Tâche courte 1
Affichez toutes les lignes ci-dessous qui contiennent le mot "white", en tenant compte de la casse.

Texte fourni

L'implantation suédoise du groupe Olaer, fabricant de composants hydrauliques,
s'est faite "à la Scandinave". En quelques mois, le groupe Olaer, a
fait main basse sur le réseau de distribution allemand concurrent. " Je crois
qu'ils n'y ont pas cru. Pour eux, les Français sont des antiquaires. Les Allemands
disaient : les Français viennent voir si les Suédoises sont toujours aussi belles
", raconte Richard Baena, dont l'installation à Stockholm s'est faite il
y a trois ans. " Par le biais de notre développement, nous nous sommes rendus
compte qu'au sein de nos marchés italien, belge, suisse, espagnol, beaucoup de
produits étaient fabriqués en Suède. Nous sommes allés valider nos chiffres de
marché et quand on a vu les potentiels suédois et norvégiens, nous avons tout
de suite accroché.
Au regard du marché nordique, il valait mieux tout de suite monter une infrastructure
en Suède, Finlande et Norvège, tant les marchés sont liés. Là-bas, notre concurrent
allemand, d'une taille identique à la nôtre, était déjà implanté. Nous avons
observé les réseaux, les systèmes de distribution. Très vite, il a fallu choisir
entre créer ou acheter. "
Si la langue n'a pas constitué une barrière, en revanche l'éloignement et les
différences culturelles sont apparues problématiques. " Ils sont très transparents
sur l'activité de l'entreprise avec leurs employés. Il faut bien le gérer. Et
ce sont des gens durs en affaire. Avec eux tout se discute. Quand on lance un
produit, on reprend tout à zéro alors qu'en Espagne, on dit OK. " Faute
de trouver le profil adéquat dans le groupe Olaer pour piloter l'implantation
scandinave, Richard Baena a repris la philosophie du groupe. "Faire gérer
un pays par quelqu'un du pays." Ce qu'il a fait pour les vingt-trois filiales
du groupe.
" Sur place, nous avons observé ce qui existait. Nous avons vu que notre
concurrent allemand avait développé un réseau de distribution. Nous avons acheté
tout le réseau et basculé nos produits dedans. " Les propriétaires du réseau,
des entrepreneurs suédois, ont vite compris qu'ils pouvaient réaliser du capital.
" Nous avons simplement dit, si l’on achète, vous restez. L'erreur des
Allemands est de ne pas avoir pris le contrôle de la société. Pour nous, cela
nous évitait une fastidieuse et coûteuse opération de construction. Là-bas,
on ne connaît pas les administrations, les consultants extérieurs coûtent cher.
De plus, aller en Suède dans la journée n'est pas possible. Avec ce rachat,
nous avons pris le contrôle du marché. Plutôt que de prendre l'option de 20
%, puis 30 %, puis 40 %, nous avons mis le paquet tout de suite. " Facile?
Pas autant que ça tout de même. Les négociations vont durer neuf mois et offrir
quelques surprises.
" D'abord, nous étions un groupe qui achetait de petites entreprises.

(Données d'étiquetage par points sur photos)
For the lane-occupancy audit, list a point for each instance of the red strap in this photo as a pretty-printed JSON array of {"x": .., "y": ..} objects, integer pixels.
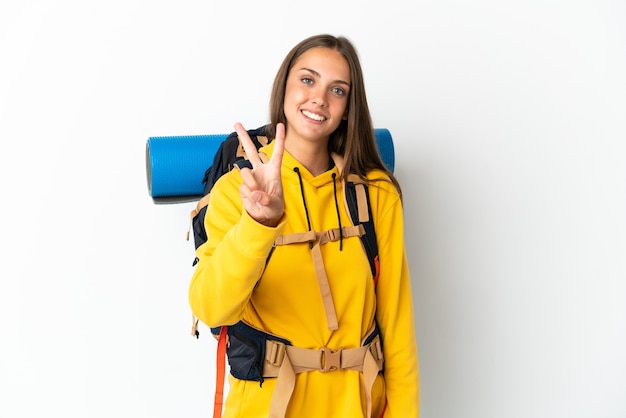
[
  {"x": 220, "y": 374},
  {"x": 382, "y": 413},
  {"x": 377, "y": 264}
]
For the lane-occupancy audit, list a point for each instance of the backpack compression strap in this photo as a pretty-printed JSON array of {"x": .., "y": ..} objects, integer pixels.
[{"x": 317, "y": 239}]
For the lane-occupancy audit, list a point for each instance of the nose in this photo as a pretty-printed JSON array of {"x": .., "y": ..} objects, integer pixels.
[{"x": 319, "y": 96}]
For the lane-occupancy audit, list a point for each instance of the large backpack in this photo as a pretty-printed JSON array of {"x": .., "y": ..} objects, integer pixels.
[{"x": 229, "y": 154}]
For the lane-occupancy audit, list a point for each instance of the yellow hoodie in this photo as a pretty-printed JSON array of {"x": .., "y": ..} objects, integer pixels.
[{"x": 232, "y": 282}]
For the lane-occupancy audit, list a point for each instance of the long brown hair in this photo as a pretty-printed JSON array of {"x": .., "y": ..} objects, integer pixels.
[{"x": 354, "y": 138}]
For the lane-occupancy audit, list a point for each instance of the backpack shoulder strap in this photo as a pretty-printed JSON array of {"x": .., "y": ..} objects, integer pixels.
[
  {"x": 358, "y": 205},
  {"x": 358, "y": 202}
]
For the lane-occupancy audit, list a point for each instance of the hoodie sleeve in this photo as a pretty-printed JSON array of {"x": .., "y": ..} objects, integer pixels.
[
  {"x": 233, "y": 258},
  {"x": 395, "y": 312}
]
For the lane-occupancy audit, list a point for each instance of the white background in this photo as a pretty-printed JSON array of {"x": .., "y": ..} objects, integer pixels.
[{"x": 509, "y": 126}]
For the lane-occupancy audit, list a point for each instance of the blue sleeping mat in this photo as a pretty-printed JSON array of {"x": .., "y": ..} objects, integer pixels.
[{"x": 175, "y": 165}]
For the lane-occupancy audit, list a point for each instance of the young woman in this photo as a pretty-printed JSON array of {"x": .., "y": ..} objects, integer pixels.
[{"x": 314, "y": 334}]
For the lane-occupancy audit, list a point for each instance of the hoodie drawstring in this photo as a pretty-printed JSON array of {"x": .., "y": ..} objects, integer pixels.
[
  {"x": 306, "y": 209},
  {"x": 337, "y": 210}
]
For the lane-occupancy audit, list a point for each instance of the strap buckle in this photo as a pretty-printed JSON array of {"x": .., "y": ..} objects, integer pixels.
[
  {"x": 276, "y": 354},
  {"x": 331, "y": 360}
]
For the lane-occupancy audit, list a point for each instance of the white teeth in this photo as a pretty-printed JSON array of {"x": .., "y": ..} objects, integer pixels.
[{"x": 313, "y": 116}]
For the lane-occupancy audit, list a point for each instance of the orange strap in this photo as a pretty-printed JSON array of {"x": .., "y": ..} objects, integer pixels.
[{"x": 221, "y": 373}]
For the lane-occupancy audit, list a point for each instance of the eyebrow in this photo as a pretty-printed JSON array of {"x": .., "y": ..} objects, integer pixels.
[{"x": 319, "y": 75}]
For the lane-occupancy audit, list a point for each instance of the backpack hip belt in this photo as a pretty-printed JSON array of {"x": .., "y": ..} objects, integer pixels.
[{"x": 285, "y": 361}]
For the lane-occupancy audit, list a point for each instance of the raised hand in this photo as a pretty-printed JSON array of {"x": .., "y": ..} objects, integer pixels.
[{"x": 262, "y": 189}]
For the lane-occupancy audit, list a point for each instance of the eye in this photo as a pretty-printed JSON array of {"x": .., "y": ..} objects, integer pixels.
[{"x": 338, "y": 91}]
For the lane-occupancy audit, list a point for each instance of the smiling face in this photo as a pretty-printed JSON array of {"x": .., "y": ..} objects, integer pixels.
[{"x": 316, "y": 95}]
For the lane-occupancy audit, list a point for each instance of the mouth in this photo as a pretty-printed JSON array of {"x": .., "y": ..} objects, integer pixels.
[{"x": 313, "y": 116}]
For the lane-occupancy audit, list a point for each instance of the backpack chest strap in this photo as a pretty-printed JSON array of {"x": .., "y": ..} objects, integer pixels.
[{"x": 317, "y": 239}]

Tâche courte 2
D'après le texte sur l'implantation d'Olaer en Suède, combien de temps les négociations vont-elles durer ?

Réponse complète 1
For the lane-occupancy audit, list a point for each instance of the white background in this photo as a pretty-printed JSON array of {"x": .., "y": ..} objects, integer pixels.
For the lane-occupancy audit, list a point for each instance of the white teeth in this photo as a pretty-printed JSON array of {"x": .., "y": ..} objects, integer pixels.

Réponse complète 2
Les négociations vont durer neuf mois.